▶ PROBLEM REQUIREMENTS: In the article about photographer Bill Barley, what year did he found Bill Barley & Associates?

▶ ARTICLE:
———

The veteran shooter said he’s walked the streets of New York as photojournalist.  He worked with several news outfits in his time, including the New York Times, several tabloids, and a small stint with UPI.  “It was John Dusniak, the Photo Editor, who virtually extended my freelance contract for more than a year. That’s was a nice run,” Barley said with a chuckle.  Today, as chief photographer of Bill Barley & Associates, a company he founded in 1966, he specializes in commercial and industrial photography.  He provides “full-service cinematography,” including advisements, lighting, and state-of-the-art camera equipment.  Barley handles corporate accounts, including special catalogs for small and mid-size companies. Barley is even proficient with a computer and handles graphic design assignments. “I’ve been doing graphic design for a long time now,” he said.

The history of Photojournalism is very interesting. According to the Rochester institute of Technology, “Photojournalism is the visual reporting of news for publication in newspapers and magazines,” they served as the eyes and ears, as true eyewitness and observer of history. In the old days, “most photojournalists were not college-educated. They became photojournalists by working an apprenticeship system. First, they worked as lab technicians in a newspaper’s darkroom and then being promoted to shooter.” “That was the general rule,” Barley said, “photojournalists back in those days were not college educated.”   For years, many photojournalists worked in an apprentice system. They labored long hours in the smelly dark rooms of newspapers across the country, before being promoted to “shooter.”

They later earned the nickname “writers with the light,” because many of their photographs reported the news visually.  As it turns out, photojournalists were the great adventurers and interpreters of history. That’s why Barley is honored to be called a veteran shooter of his era. “I captured a lot of photos in my time,” he said with slight guffaw. “I did a lot of good photography.”

———

▶ GIVEN DATA:
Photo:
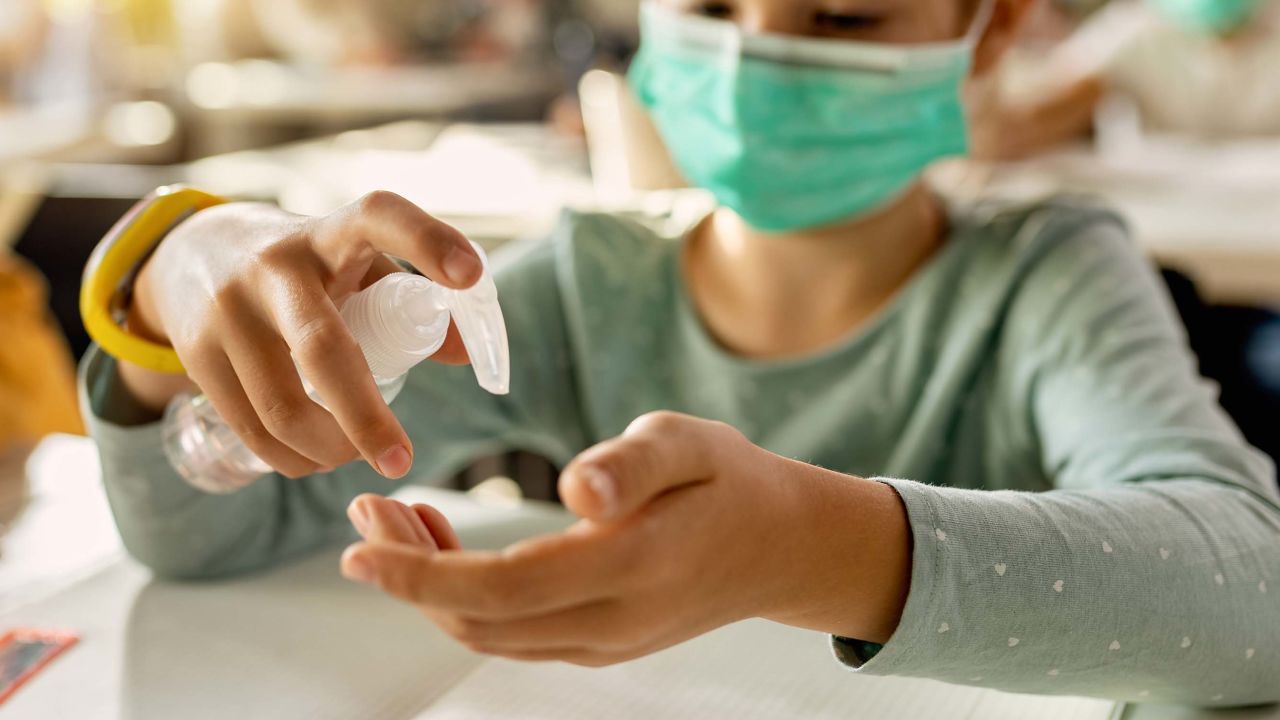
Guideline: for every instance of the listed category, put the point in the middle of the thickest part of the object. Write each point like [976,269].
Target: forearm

———

▶ RESULT: 1966